- Data listing:
-- start --

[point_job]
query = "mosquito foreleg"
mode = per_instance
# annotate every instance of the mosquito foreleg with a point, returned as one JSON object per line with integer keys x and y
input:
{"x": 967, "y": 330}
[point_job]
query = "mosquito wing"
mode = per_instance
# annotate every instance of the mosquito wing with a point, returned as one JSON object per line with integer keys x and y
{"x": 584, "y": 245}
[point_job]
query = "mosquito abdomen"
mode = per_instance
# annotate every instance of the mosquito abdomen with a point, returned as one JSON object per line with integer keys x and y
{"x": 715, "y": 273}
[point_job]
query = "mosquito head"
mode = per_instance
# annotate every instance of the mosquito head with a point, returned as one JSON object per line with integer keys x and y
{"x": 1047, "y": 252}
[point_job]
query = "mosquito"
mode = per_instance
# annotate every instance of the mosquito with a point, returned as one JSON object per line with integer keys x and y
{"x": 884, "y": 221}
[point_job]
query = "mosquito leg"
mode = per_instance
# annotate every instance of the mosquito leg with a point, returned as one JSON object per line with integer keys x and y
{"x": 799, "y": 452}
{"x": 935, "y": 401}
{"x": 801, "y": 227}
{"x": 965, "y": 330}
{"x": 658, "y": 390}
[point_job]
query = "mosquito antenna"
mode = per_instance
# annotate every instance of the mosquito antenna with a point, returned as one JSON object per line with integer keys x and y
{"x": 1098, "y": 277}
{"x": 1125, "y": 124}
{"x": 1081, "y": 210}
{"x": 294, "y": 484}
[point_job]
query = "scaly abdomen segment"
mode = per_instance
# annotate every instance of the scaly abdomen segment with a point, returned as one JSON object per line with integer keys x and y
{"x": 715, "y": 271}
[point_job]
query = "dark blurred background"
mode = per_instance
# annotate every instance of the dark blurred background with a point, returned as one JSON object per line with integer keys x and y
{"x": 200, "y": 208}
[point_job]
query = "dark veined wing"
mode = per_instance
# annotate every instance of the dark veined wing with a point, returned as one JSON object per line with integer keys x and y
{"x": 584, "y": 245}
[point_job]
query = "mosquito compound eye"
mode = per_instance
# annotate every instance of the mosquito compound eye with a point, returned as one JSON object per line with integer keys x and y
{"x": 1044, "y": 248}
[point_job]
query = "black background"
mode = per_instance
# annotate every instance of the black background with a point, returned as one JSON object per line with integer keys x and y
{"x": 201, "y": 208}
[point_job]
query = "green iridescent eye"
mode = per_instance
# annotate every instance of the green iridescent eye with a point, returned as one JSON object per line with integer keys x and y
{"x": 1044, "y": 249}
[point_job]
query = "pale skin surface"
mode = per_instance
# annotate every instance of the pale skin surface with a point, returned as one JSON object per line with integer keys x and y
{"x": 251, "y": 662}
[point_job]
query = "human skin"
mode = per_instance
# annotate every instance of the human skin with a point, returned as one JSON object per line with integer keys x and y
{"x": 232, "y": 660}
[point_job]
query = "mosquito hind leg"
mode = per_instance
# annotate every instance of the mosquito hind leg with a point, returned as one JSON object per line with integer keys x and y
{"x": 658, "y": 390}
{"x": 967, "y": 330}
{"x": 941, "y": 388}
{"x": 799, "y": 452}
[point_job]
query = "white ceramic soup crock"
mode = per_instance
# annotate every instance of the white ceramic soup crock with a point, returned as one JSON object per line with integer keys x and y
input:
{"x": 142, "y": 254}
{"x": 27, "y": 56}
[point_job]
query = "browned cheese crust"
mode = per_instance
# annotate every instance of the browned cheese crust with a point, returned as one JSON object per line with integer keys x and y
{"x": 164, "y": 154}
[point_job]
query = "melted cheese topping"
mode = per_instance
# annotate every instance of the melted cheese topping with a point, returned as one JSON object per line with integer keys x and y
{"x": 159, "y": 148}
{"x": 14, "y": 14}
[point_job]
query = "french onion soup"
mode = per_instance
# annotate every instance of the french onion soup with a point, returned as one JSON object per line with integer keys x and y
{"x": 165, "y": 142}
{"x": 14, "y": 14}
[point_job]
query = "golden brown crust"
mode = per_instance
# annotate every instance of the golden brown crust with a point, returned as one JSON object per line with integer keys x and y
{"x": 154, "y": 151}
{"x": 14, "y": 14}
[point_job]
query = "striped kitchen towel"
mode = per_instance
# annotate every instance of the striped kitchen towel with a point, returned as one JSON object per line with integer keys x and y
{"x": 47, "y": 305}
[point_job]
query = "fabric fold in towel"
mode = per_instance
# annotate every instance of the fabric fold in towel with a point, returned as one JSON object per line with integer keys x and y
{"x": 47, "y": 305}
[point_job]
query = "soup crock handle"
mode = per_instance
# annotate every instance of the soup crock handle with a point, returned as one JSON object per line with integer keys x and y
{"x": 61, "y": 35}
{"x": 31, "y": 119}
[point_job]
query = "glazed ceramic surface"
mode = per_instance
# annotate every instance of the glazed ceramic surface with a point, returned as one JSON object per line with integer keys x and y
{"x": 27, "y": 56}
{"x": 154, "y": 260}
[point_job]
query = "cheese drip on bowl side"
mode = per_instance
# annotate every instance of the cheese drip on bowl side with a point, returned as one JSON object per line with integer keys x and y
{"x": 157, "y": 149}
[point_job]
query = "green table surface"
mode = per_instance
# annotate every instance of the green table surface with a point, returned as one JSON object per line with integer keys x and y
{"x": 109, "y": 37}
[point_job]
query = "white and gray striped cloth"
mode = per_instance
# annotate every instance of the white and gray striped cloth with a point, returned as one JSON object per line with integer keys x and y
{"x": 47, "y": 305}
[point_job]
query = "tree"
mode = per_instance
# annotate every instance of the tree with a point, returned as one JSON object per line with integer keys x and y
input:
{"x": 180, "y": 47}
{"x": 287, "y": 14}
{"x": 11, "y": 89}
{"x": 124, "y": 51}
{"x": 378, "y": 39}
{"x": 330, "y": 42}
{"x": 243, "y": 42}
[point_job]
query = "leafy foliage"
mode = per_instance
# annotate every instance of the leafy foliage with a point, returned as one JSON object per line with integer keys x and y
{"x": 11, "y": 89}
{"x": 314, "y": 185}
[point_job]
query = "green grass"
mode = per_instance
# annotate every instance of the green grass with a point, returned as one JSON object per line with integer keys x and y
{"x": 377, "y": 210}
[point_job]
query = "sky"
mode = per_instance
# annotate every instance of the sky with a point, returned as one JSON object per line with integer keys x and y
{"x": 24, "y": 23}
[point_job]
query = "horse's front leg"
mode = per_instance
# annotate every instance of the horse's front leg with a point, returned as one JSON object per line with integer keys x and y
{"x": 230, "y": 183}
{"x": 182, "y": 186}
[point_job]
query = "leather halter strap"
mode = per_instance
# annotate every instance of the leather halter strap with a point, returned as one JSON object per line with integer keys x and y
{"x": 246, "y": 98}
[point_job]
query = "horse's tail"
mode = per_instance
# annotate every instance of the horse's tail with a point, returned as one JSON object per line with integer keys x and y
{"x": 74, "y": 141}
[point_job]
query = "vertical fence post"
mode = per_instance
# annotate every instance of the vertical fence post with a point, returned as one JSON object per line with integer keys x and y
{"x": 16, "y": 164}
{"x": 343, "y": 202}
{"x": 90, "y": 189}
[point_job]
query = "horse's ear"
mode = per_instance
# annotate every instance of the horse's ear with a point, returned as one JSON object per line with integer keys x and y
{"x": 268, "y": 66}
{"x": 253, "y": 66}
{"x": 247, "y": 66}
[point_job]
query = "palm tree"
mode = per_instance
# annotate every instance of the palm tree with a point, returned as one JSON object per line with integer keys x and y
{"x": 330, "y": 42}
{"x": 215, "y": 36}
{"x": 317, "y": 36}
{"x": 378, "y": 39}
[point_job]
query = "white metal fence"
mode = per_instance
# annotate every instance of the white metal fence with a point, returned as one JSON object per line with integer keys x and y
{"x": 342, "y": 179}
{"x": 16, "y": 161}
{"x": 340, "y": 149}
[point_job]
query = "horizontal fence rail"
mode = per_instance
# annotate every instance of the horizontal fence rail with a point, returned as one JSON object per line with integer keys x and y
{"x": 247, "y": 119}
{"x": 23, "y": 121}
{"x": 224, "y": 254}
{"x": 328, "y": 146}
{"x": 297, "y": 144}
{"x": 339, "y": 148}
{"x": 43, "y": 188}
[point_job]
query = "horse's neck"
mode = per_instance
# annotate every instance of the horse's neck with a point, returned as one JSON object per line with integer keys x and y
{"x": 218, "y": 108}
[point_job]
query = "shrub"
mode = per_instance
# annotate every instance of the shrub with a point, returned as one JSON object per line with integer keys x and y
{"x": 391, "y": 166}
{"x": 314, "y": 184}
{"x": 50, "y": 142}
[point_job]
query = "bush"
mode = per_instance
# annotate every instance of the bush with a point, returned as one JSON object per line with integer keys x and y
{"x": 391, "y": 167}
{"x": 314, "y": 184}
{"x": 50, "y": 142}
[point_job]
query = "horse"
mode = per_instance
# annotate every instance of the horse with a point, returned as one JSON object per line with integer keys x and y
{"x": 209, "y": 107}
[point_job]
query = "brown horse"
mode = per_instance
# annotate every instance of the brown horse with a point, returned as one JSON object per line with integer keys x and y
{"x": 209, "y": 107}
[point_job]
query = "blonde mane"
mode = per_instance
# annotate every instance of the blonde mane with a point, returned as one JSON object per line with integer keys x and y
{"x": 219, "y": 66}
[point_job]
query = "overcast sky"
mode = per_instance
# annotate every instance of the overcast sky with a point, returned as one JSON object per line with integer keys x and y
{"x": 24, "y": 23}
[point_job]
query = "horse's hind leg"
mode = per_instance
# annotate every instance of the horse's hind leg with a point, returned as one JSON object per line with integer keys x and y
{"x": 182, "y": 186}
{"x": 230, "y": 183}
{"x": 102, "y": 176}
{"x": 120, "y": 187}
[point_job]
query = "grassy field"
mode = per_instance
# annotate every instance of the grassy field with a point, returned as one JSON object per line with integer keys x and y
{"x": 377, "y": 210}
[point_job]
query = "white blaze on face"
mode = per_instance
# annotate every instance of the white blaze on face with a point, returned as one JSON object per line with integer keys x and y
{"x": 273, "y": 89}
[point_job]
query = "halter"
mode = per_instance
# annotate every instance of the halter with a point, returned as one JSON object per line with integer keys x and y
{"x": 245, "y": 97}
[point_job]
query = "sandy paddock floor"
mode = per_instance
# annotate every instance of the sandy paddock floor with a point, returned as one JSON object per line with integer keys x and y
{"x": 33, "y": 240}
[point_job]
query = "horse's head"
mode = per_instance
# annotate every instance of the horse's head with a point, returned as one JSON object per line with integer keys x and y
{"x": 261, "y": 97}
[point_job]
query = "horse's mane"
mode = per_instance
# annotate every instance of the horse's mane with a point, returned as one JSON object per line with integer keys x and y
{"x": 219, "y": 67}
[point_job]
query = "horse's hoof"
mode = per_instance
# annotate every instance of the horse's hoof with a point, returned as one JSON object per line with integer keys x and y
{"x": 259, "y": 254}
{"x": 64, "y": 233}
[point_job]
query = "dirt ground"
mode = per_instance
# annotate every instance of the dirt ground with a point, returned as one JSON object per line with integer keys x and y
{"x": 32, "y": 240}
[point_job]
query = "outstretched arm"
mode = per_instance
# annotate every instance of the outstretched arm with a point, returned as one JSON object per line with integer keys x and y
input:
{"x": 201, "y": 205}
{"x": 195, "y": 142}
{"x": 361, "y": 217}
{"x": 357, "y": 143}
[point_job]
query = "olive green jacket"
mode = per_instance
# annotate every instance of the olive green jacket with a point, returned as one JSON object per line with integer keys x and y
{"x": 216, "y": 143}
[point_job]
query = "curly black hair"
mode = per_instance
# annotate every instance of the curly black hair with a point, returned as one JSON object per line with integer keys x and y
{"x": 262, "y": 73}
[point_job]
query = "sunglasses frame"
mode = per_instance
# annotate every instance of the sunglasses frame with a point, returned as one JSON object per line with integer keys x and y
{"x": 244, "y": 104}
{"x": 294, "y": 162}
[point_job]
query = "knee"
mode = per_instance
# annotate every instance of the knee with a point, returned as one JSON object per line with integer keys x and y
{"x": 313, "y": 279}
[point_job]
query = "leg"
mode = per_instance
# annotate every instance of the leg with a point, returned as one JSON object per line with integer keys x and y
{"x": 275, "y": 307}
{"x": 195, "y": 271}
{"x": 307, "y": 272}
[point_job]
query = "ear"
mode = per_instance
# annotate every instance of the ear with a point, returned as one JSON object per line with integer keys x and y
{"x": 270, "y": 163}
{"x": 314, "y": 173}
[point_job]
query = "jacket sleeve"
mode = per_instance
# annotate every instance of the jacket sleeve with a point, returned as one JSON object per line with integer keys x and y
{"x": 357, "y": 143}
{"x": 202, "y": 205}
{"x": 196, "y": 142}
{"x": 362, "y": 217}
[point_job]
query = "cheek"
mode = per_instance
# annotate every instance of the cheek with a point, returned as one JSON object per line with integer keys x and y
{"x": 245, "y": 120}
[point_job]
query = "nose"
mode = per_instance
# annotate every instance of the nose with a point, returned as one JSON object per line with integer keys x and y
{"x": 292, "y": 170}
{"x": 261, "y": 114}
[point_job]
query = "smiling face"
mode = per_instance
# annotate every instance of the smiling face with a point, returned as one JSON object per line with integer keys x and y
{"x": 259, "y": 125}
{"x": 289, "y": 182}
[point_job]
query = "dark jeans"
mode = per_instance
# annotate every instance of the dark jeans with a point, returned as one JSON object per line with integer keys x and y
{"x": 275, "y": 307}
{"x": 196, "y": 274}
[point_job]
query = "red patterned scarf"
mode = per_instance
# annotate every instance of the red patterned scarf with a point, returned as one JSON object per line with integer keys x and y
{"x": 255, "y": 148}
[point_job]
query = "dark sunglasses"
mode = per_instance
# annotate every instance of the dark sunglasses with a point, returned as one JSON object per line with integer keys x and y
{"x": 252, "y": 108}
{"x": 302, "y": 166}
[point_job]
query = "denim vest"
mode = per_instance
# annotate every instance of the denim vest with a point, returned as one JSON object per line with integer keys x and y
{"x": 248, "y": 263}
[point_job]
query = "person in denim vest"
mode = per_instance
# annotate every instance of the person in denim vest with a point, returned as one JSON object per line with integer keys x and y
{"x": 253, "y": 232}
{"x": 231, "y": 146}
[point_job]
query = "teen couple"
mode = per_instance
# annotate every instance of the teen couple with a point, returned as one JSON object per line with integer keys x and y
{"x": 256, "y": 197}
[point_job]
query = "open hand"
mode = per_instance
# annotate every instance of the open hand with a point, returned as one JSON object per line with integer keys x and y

-- end --

- Exercise aim:
Pick out each line in the rows above that contains the word "antenna", and copy those lines in their original order.

- Response to this task:
query = "mosquito antenna"
# annotate every instance of the mosquito antenna with a point, returned as one JSON object per line with integer keys x and y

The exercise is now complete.